**WHAT NEEDS TO BE DONE:** Repeat the entries that follow from start to finish, keeping every character.

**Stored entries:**
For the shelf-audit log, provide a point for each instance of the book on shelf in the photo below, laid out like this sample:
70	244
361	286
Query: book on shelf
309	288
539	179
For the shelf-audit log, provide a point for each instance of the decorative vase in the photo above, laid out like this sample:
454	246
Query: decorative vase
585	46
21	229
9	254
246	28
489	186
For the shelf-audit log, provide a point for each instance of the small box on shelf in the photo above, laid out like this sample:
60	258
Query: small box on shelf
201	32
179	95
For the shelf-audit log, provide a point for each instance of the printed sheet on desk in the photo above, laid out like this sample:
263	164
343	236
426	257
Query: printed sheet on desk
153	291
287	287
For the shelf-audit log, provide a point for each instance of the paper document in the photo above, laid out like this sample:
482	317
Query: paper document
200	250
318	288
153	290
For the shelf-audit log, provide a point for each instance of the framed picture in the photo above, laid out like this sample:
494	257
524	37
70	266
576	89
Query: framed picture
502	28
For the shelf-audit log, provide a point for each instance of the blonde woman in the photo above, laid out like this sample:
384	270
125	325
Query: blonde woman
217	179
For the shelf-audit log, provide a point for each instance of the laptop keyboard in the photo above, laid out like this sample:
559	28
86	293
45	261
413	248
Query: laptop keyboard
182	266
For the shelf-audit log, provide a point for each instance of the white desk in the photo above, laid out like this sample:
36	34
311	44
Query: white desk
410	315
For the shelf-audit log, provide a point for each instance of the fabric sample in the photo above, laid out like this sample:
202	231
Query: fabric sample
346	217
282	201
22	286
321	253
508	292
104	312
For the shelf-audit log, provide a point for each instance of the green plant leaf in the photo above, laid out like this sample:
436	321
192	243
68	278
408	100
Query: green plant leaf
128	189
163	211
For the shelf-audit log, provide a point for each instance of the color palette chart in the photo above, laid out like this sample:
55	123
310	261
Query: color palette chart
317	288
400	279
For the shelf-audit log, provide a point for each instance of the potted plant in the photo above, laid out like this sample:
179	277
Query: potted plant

**FINISHED TASK:**
For the shelf-audit log, provide a point for each instance of the book on shelf in the photo below, laid out like this sample:
70	244
361	286
Query: book on shelf
309	288
539	179
For the shelf-audit log, provide a point for each instance of the decorative vase in the photo above, laid out like this sample:
454	246
Query: decorative vase
585	46
21	229
9	254
246	28
489	186
For the shelf-audit log, provide a point for each instance of the small box on shelf in the photo above, laid out like this sample:
60	258
Query: small box on shelf
201	32
179	95
For the shelf-audit log, provide a point for each instance of the printed sheet on desk in the photo above, laid out like this sample:
263	164
343	236
426	257
Query: printed sheet on desk
153	291
287	287
For the shelf-audit log, provide a point for each instance of the paper document in the photo above, laid out like this sample:
482	317
Query: paper document
200	250
318	288
153	290
For the shelf-audit log, provide a point for each instance of the framed picture in the photo above, laid out like this sample:
494	257
524	37
70	266
576	89
Query: framed picture
502	28
For the shelf-audit log, provide a point for each instance of the blonde woman in the photo above, laid out like this sample:
384	270
125	325
Query: blonde woman
217	179
For the shelf-audit log, provide a point for each instance of the laptop keyboard in the photo above, laid out like this sample:
559	28
86	293
45	261
413	248
Query: laptop keyboard
182	266
For the shelf-audit log, provide a point for each instance of the white desk in the photo above, laid out like this sample:
36	34
311	44
Query: white desk
410	315
For the shelf-audit log, provide a point for each instance of the fabric sample in the photo above, laid out like this sample:
202	231
Query: fabric sample
346	217
282	201
22	286
321	253
508	292
104	312
For the shelf-audit log, provide a point for each instance of the green plant leaf in the photo above, laid out like this sample:
436	321
192	243
68	278
408	100
Query: green plant leaf
128	189
163	211
For the shelf-audit log, provide a point for each instance of the color palette chart in the photo above, laid out like this sample:
55	123
310	261
Query: color palette chart
317	288
400	279
For the shelf-audit log, provide a point for each instance of the potted plant in the photo above, laid out like this sample:
179	277
Query: potted plant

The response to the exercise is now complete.